Çinli bilim insanları tarafından 50 yıl boyunca yürütülen araştırmada, 14 ila 68 yaş arasındaki 76 organ bağışçısından alınan toplam 516 doku örneği incelendi. Bulgular, 30 yaş civarında vücutta belirgin biyolojik değişimlerin başladığını, ancak bu değişimlerin özellikle 50 yaşından itibaren keskin bir artış gösterdiğini ortaya koydu.
Araştırma, özellikle böbreküstü bezlerinde ve kalbin ana atardamarı olan aortta erken yaşlanma belirtilerine dikkat çekiyor. Vücudun işleyişinde kritik rol oynayan hormonları salgılayan böbreküstü bezlerinde, 30’lu yaşlardan itibaren protein seviyelerinde değişiklikler görülmeye başlanıyor. En büyük yaşlanma etkisi ise aortta gözlemlendi. Araştırmacılar, kan damarlarının yaşlanmanın erken evrelerine karşı daha savunmasız olduğunu kaydederken, ‘GAS6’ adlı bir proteinin organlardaki artışının bu durumu tetikleyebileceğini söylüyor. Bu proteinin, hücre büyümesi ve hayatta kalma süreçlerinde rol oynadığı ve yaşlanmayı hızlandırabileceği düşünülüyor.
Çalışmayı yürüten bilim insanları, bu bulguların ileri yaşlardaki bireylerin sağlık durumlarını iyileştirmeye yönelik stratejiler geliştirilmesine katkı sağlayabileceğini bildirdi.
Araştırma kapsamında sigara, alkol, işlenmiş et tüketimi, yetersiz uyku ve sosyoekonomik dezavantajlı bölgelerde yaşamanın organ yaşlanmasını hızlandırdığı da ifade edildi.
---+---
Etkinlikler:
1. Okuma parçasına göre en büyük yaşlanma etkisi hangi organda gözlemlenmiştir?
2. Okuma parçasında "Araştırma, özellikle böbreküstü" sözleriyle başlayan yerden "yaşlanmayı hızlandırabileceği düşünülüyor." sözlerine kadar olan her şeyi aynen yazınız.
---+---
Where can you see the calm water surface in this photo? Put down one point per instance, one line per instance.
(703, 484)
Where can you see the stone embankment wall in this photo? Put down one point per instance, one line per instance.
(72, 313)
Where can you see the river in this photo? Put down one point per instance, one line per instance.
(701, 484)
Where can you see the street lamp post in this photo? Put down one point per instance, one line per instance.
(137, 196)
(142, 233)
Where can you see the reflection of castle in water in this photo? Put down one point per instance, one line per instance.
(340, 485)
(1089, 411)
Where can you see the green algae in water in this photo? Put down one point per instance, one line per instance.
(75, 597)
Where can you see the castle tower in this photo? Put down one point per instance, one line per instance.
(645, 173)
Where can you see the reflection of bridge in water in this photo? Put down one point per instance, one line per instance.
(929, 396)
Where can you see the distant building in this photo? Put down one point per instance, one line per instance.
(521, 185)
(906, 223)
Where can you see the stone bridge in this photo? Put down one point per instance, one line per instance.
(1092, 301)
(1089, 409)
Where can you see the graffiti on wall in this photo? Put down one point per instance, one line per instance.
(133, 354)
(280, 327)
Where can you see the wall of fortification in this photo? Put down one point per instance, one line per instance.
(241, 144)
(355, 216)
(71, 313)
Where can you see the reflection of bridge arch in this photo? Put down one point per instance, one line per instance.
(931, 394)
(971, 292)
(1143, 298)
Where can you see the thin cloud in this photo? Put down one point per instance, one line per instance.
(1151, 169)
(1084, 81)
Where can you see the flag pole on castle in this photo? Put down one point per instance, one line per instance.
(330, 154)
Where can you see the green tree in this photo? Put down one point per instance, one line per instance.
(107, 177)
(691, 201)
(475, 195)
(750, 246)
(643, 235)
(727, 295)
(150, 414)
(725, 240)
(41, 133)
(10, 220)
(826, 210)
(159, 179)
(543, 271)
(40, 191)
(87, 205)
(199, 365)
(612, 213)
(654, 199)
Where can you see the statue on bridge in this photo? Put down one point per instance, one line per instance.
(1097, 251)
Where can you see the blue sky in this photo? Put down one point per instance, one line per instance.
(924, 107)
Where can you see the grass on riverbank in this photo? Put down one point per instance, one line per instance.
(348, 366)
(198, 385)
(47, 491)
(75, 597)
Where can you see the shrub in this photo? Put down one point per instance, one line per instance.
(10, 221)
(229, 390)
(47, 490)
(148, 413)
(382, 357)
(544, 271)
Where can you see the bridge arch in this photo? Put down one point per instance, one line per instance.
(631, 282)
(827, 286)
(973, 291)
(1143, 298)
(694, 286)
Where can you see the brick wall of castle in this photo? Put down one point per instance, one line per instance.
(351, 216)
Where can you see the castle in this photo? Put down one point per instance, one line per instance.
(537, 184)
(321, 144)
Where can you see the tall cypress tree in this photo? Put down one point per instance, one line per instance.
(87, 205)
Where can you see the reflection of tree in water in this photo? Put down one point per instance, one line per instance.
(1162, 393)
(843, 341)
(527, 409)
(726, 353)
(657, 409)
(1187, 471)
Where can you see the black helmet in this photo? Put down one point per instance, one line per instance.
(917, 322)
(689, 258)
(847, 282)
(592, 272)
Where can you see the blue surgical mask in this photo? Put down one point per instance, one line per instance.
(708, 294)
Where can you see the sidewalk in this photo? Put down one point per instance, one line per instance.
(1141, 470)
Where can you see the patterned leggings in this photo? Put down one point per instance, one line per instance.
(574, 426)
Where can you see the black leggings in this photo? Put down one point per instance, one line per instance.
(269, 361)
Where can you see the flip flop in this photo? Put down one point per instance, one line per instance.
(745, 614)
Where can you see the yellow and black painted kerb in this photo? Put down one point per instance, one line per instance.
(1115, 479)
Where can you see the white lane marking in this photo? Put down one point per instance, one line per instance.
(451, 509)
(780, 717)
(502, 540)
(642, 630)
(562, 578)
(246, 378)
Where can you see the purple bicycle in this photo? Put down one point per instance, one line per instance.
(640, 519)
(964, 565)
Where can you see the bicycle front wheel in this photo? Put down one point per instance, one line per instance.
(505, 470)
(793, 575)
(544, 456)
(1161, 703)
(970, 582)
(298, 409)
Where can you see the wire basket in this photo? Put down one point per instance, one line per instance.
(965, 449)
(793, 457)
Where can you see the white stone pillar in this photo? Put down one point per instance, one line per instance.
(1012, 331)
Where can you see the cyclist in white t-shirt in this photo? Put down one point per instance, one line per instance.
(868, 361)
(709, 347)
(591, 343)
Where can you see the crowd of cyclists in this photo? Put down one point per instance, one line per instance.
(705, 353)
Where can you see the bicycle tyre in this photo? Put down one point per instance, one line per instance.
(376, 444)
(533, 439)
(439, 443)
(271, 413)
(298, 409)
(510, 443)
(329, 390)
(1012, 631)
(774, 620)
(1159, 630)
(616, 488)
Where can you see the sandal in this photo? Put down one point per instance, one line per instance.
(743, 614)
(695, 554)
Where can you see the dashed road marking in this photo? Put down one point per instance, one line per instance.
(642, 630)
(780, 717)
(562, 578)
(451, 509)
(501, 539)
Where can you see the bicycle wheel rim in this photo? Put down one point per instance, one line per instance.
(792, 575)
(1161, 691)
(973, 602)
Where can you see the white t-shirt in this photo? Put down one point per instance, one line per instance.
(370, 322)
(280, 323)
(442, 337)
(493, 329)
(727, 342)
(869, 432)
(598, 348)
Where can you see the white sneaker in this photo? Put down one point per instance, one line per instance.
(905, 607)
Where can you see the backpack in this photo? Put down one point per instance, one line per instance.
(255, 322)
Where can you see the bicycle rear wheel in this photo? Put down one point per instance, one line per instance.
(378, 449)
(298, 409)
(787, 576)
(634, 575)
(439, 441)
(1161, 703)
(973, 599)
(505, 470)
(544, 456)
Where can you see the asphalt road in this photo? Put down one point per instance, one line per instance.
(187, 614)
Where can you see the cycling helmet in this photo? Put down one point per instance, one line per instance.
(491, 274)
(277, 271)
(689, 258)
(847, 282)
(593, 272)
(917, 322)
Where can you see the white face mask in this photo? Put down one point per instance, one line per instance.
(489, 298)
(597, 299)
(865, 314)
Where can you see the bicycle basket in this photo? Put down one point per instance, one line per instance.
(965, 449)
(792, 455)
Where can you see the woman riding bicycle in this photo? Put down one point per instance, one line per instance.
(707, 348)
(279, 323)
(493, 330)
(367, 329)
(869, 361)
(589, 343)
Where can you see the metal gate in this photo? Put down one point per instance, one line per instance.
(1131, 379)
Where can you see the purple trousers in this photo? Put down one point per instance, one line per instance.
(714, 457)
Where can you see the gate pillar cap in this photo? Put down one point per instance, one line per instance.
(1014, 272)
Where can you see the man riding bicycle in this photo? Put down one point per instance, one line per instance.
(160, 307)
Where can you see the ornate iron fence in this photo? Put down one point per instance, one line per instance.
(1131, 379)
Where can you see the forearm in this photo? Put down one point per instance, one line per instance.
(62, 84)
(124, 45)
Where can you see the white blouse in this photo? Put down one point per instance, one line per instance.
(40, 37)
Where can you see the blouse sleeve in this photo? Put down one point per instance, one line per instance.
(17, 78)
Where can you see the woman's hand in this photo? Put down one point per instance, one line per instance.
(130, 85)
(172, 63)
---+---
Etkinlik cevapları:
1. Kalbin ana atardamarı olan aortta.

2.
Araştırma, özellikle böbreküstü bezlerinde ve kalbin ana atardamarı olan aortta erken yaşlanma belirtilerine dikkat çekiyor. Vücudun işleyişinde kritik rol oynayan hormonları salgılayan böbreküstü bezlerinde, 30’lu yaşlardan itibaren protein seviyelerinde değişiklikler görülmeye başlanıyor. En büyük yaşlanma etkisi ise aortta gözlemlendi. Araştırmacılar, kan damarlarının yaşlanmanın erken evrelerine karşı daha savunmasız olduğunu kaydederken, ‘GAS6’ adlı bir proteinin organlardaki artışının bu durumu tetikleyebileceğini söylüyor. Bu proteinin, hücre büyümesi ve hayatta kalma süreçlerinde rol oynadığı ve yaşlanmayı hızlandırabileceği düşünülüyor.